■ SHORT TASK:
Copy out the listing that follows, exact in every word, and skip the images.

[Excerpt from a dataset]
────────

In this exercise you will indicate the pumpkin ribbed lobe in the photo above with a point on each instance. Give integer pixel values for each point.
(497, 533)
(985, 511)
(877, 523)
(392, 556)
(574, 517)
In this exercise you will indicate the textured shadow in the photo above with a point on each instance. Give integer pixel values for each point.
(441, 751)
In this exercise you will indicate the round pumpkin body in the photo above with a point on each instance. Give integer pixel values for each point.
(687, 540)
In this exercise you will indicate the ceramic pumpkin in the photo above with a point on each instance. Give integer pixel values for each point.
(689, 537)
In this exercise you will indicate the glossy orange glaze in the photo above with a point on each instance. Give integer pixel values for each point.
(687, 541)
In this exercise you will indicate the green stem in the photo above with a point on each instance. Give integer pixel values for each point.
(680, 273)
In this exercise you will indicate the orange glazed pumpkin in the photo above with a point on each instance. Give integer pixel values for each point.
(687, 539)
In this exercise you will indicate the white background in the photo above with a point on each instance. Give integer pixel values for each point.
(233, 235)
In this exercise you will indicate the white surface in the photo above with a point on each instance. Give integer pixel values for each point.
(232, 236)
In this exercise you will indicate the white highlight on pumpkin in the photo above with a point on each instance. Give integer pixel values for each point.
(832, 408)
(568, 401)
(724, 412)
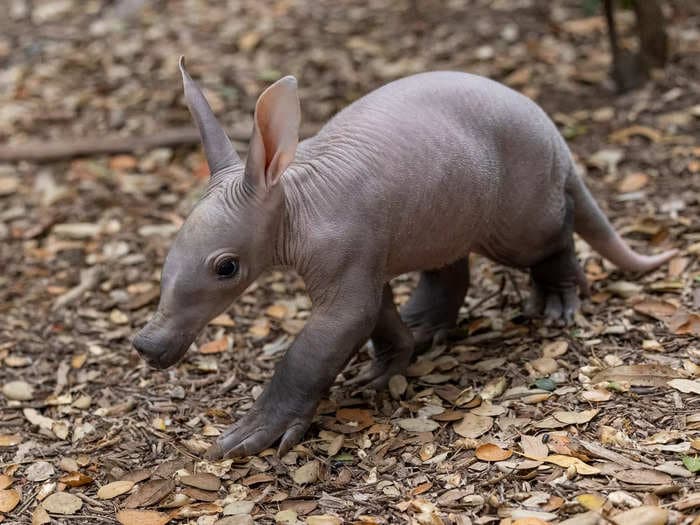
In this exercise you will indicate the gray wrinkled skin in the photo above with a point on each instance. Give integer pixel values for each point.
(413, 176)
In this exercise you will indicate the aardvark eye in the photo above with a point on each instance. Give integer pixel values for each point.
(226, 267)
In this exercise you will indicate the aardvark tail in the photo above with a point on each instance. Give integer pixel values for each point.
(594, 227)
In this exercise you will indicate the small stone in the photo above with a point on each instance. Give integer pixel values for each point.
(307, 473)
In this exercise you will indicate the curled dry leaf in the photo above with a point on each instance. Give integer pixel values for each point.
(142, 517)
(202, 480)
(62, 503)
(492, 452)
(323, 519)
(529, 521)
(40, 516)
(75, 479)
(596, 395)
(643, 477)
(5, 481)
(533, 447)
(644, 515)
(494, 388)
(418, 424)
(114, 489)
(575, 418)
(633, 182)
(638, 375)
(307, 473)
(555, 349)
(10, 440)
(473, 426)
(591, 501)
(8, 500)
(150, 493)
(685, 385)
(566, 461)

────────

■ RESPONSE TO THIS TASK:
In this exercise you will indicate the pumpkin ribbed lobe in the photo above with a point on each instance. Give integer pixel values for each point.
(497, 533)
(985, 511)
(877, 523)
(392, 556)
(574, 517)
In this exercise you will indicate the textured shadow in the photo above with a point on each instance. Give integer pixel values for each point.
(441, 751)
In this exercise you will indicate the round pumpkin body in the photo above with a point on each instance. Give integer pixel values for each point.
(687, 540)
In this exercise you will indicate the ceramic pumpkin in the photo above with a point on each instance. Give integer pixel values for each point.
(689, 537)
In this exercise you will indicate the glossy orange glaze in the photo above with a point on each instance. Give integer pixel values for each point.
(687, 541)
In this exercise you will indicate the green stem in the photo above with a point on each instance. Give integer pixel values for each point.
(680, 273)
In this exercise you will indicate the orange glazed pumpkin in the photo above with a point on each instance. Give integer pixel values for each point.
(687, 539)
In this exercise you will indicate the white background in the photo above with a point on each instance. Give integer pixel values for each point.
(233, 235)
In this exercise you will indicate the white surface in the photo above with a point on each instance. Give integer pixel values for each point.
(232, 236)
In this exercise you will indicate the white highlight on pumpkin in the photo above with a point on each instance. Give integer pixel values for each point.
(832, 408)
(568, 401)
(724, 412)
In this exercise you will indicate the gray wrinkled skin in the photo above with a point on each instance. Give integer pixel values for each point.
(413, 176)
In this exercise you will indicate the aardvark eye in the photo above with a point on each instance. Give integer pixel values for each point.
(226, 267)
In this exercise you will indicate the aardvark tail in the photo above with a point on each instance. Give integer pixel values for each point.
(594, 227)
In this exercise you will indicate the small stone in the photo above with a point on each instance. Give integer pixel values for each point.
(307, 473)
In this exercise you will indicate the curled dry leaf in the photo above with a point on each instance. Give integer pixel values for each point.
(142, 517)
(202, 480)
(62, 503)
(492, 452)
(323, 519)
(529, 521)
(40, 516)
(75, 479)
(596, 395)
(643, 477)
(5, 481)
(533, 447)
(644, 515)
(494, 388)
(418, 424)
(114, 489)
(575, 418)
(633, 182)
(638, 375)
(307, 473)
(555, 349)
(10, 440)
(473, 426)
(591, 501)
(8, 500)
(150, 493)
(685, 385)
(566, 461)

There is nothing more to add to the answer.